Problem details: Exclude the pictures; give every entry again exactly as written.

Records supplied:
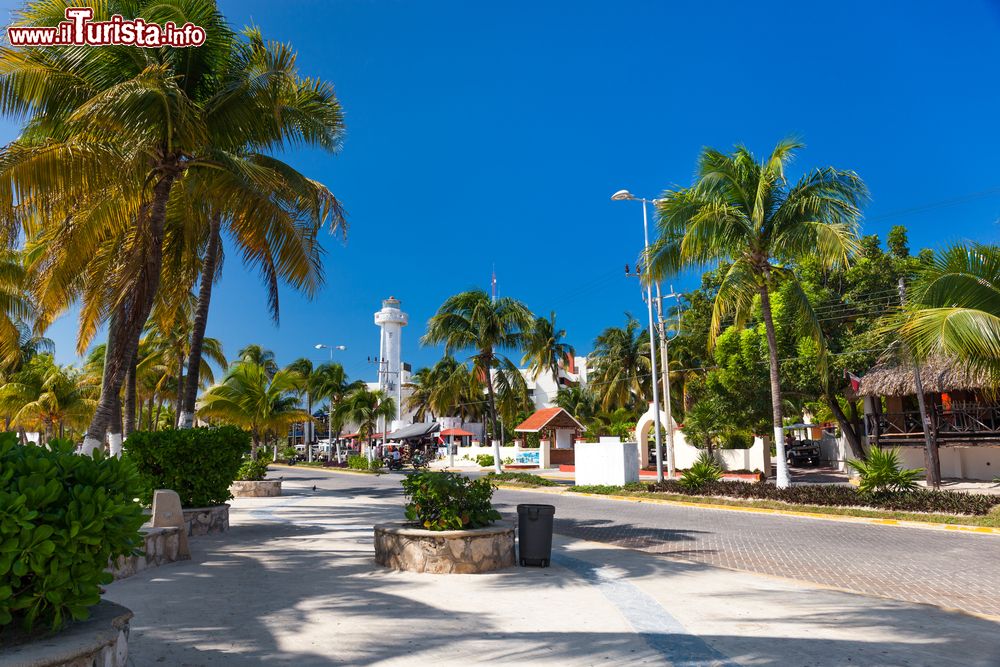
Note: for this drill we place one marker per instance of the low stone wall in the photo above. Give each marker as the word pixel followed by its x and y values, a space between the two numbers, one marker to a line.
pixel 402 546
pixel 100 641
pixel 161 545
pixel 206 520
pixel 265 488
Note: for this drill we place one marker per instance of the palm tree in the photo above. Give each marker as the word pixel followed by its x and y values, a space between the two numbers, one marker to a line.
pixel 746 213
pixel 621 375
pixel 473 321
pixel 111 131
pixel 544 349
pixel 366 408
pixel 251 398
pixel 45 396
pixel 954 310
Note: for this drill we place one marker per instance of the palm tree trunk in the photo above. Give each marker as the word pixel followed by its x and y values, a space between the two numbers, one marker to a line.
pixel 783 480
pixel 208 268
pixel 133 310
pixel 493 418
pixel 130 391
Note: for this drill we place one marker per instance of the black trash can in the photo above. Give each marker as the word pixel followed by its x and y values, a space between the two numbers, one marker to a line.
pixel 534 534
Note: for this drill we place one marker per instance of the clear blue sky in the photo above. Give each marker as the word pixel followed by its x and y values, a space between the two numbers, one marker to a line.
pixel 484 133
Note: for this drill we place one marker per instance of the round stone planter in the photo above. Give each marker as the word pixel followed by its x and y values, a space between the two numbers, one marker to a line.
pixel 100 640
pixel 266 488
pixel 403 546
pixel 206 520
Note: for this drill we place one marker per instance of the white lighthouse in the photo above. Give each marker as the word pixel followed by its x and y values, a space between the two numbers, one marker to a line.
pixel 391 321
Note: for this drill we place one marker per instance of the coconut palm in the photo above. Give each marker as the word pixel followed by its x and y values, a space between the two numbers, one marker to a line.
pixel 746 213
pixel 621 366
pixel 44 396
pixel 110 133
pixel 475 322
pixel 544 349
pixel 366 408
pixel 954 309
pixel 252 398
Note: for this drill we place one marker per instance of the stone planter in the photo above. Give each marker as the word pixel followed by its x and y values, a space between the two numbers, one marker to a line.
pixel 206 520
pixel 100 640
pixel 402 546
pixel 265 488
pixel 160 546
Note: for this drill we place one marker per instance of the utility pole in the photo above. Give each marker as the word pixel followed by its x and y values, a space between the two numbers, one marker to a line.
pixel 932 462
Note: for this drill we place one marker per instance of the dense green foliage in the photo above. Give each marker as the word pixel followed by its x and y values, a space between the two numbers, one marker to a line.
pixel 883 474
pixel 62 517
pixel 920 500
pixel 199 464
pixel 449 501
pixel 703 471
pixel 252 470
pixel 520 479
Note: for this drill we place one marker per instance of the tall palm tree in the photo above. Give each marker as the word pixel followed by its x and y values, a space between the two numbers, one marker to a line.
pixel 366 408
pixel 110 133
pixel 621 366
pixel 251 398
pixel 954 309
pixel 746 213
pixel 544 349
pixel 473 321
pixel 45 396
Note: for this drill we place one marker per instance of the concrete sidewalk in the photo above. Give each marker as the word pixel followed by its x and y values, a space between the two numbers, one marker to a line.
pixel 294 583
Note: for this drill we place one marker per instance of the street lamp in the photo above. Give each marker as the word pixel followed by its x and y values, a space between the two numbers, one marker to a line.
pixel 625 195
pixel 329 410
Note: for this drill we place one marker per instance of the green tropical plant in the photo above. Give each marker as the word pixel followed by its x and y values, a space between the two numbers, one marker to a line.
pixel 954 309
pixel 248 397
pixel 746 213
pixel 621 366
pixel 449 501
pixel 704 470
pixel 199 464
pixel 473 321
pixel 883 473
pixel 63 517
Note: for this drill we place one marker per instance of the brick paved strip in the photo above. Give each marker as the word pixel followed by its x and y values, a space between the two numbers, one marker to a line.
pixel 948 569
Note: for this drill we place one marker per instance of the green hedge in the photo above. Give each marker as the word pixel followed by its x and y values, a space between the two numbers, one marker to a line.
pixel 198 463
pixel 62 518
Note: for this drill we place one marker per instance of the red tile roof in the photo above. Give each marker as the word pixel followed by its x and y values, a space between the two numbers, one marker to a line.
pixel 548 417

Solution for this exercise:
Note: for this drill we place one marker per instance of the low stone wall in the photo above. Give each marker as the word pixel followed by its x and y values, a space between the two numbers, one marker to a line.
pixel 402 546
pixel 100 641
pixel 161 545
pixel 206 520
pixel 265 488
Note: for this drill we place one marker per instance of the palm tree in the photo above. Give each marker as the word pixel followed by its x and y values, a space between the two numbers, one marker to a line.
pixel 746 213
pixel 621 375
pixel 473 321
pixel 111 131
pixel 544 349
pixel 366 408
pixel 251 398
pixel 45 396
pixel 954 310
Note: for this drill we place one marker per instance of the palm tree trunk in the photo above. Give each marker as the word pixel followed by its x and y values, a space between the two numbers, one marker to a line.
pixel 783 480
pixel 208 268
pixel 133 310
pixel 493 418
pixel 130 391
Note: for this drill we place one marker per instance of the black trash can in the photo above. Give each marker as the word pixel followed by its x and y values, a space between the two numbers, one marker to a line.
pixel 534 534
Note: for this drill we place one marker per instance of the clear blue sky in the photo above. Give each marker as the word pixel followed by its x and y values, a space between the two numbers, one marker to a line.
pixel 484 133
Note: for this drill we place one marker per instance of the round stone planter in the photo above. Give each marker as the word pixel followed by its x and y values, a space between the two numbers, one marker to a line.
pixel 100 640
pixel 266 488
pixel 403 546
pixel 206 520
Note: for this drill we place one marker per instance of the white lighthouse in the photo above. Give each marker as the word pixel followed by its x and y values, a space between the two numbers, one marker to a line.
pixel 391 321
Note: for this drill we place one marker per instance of the coconut palm in the photo above. Give each marker as the word pixel followed by its x and y values, a space between the two numbers, one marker to a line.
pixel 746 213
pixel 621 366
pixel 44 396
pixel 110 133
pixel 475 322
pixel 544 349
pixel 366 408
pixel 954 309
pixel 252 398
Note: for this drill we place one marker per instance of the stone planter in the photo above. Give each marker as the word pixel followed by its x and y values, a space between the two numbers, one marker to a line.
pixel 206 520
pixel 100 640
pixel 402 546
pixel 265 488
pixel 160 546
Note: for this drill we place one marker per instance of the utility pole in the photo above. Give each marker as the word pixel followed by its x and y values, a space between the two numbers, one marker to a line.
pixel 932 462
Note: for this drill we place one marker per instance of the dense green foliage in the photo above. Give each marker as the word pixel followed by its x and y values, a space between the two numbers, one marker to a line.
pixel 883 474
pixel 62 517
pixel 920 500
pixel 199 464
pixel 449 501
pixel 703 471
pixel 252 470
pixel 520 479
Note: for this drill we place one marker per instance of the tall palm tree in the photo above. Give each marker as the word pixel followed by its x and y values, a space between the two numbers, one marker to a line.
pixel 366 408
pixel 110 133
pixel 621 366
pixel 251 398
pixel 954 309
pixel 746 213
pixel 544 349
pixel 473 321
pixel 45 396
Note: for this drill we place one marker per instance of the concrete sidewalk in the photo above. Give each marker as the word pixel followed by its x and y values, a space between the two numbers, one marker to a line.
pixel 294 583
Note: for this drill we place one marker per instance of the street lamp in the photo above. Give each marker as the word pixel followed by its x and y values, a space between the two numbers, one marker to a line.
pixel 625 195
pixel 329 410
Note: for this drill we place one marker per instance of the green tropical plant in the photo above. Give each marker as the word pixel followed by its x and y values, a space between the two numbers, one marker to a line.
pixel 954 309
pixel 248 397
pixel 746 213
pixel 621 366
pixel 449 501
pixel 704 470
pixel 199 464
pixel 473 321
pixel 883 473
pixel 63 517
Note: for this drill we place one marker per instance of the brick paved strip in the photo above. Give each marker as the word pixel followed by its x and y values, a space between the two numbers, one marker to a line.
pixel 948 569
Note: for this drill we place one marker per instance of the green hedge in the photo above. Give each marker as the word pixel followed by its x and y values, a space between the two numbers, one marker to a line.
pixel 198 463
pixel 62 518
Note: for this drill we place one marker per instance of the red tile roof in the photo above. Give each marker as the word pixel followed by its x and y values, a space between the two numbers, one marker to a line.
pixel 548 417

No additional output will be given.